Copy out, word for word, the lines from the one containing "Place one dot per instance of the white shorts" through the final line, counting both of those lines.

begin

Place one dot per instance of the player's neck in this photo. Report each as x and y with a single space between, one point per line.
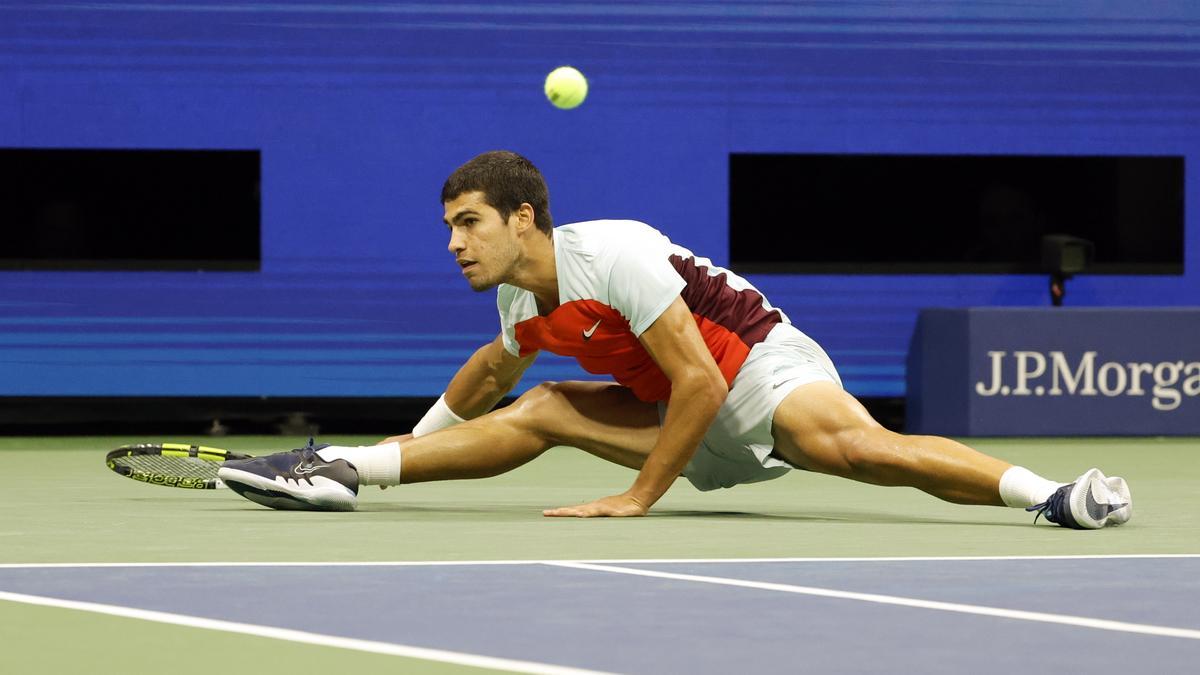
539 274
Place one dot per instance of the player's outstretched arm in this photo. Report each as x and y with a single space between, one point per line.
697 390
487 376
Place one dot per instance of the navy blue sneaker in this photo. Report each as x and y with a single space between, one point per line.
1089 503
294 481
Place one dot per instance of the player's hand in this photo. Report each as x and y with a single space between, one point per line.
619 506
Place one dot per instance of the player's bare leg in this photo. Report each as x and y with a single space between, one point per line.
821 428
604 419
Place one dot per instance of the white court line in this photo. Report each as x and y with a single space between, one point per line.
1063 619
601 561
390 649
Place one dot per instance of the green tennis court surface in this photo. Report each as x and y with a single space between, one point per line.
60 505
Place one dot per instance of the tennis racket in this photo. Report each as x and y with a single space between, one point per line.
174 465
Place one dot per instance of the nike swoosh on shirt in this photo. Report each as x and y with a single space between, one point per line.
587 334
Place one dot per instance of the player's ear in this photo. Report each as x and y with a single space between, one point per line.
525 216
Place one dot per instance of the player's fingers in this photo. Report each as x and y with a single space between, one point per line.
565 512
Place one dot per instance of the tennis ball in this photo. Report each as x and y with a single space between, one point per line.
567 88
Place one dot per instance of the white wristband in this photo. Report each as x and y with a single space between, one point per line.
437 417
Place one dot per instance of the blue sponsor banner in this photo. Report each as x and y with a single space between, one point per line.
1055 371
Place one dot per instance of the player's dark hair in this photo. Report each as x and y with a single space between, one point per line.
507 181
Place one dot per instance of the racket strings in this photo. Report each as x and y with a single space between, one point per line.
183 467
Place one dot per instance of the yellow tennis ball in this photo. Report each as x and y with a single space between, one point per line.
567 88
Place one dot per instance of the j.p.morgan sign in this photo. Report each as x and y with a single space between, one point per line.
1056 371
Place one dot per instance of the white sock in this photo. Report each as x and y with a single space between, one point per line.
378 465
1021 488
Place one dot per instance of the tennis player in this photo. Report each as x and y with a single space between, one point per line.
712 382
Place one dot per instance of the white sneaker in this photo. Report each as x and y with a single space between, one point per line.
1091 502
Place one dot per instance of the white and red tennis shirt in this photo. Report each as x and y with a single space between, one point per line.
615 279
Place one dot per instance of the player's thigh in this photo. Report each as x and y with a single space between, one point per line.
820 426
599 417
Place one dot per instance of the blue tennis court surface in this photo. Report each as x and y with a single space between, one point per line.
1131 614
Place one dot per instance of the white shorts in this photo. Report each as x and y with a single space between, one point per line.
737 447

end

* [In response]:
Place one dot per instance of the white shorts in this photo. Report each as x and y with a single space between, one point per line.
737 447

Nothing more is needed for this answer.